• **INSTRUCTIONS FOR THE TASK**: The whole of the data is to be duplicated precisely.

(Stored data entries)
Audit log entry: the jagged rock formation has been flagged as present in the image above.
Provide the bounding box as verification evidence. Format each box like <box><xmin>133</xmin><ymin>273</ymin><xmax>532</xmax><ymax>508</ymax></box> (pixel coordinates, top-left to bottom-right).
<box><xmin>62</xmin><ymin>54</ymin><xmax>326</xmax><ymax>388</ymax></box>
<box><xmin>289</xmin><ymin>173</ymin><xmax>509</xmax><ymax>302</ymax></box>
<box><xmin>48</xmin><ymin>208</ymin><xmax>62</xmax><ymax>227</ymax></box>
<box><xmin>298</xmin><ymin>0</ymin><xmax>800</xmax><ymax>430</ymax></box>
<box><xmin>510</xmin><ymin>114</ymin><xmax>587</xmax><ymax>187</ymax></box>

• **SOLVED PROBLEM**:
Audit log entry: the jagged rock formation has been flagged as present in the image above.
Provide the bounding box as verification evidence. Format each box like <box><xmin>133</xmin><ymin>273</ymin><xmax>532</xmax><ymax>508</ymax></box> (pixel coordinates, top-left to bottom-right).
<box><xmin>62</xmin><ymin>54</ymin><xmax>326</xmax><ymax>388</ymax></box>
<box><xmin>289</xmin><ymin>173</ymin><xmax>509</xmax><ymax>302</ymax></box>
<box><xmin>48</xmin><ymin>208</ymin><xmax>62</xmax><ymax>227</ymax></box>
<box><xmin>298</xmin><ymin>0</ymin><xmax>800</xmax><ymax>430</ymax></box>
<box><xmin>510</xmin><ymin>114</ymin><xmax>587</xmax><ymax>187</ymax></box>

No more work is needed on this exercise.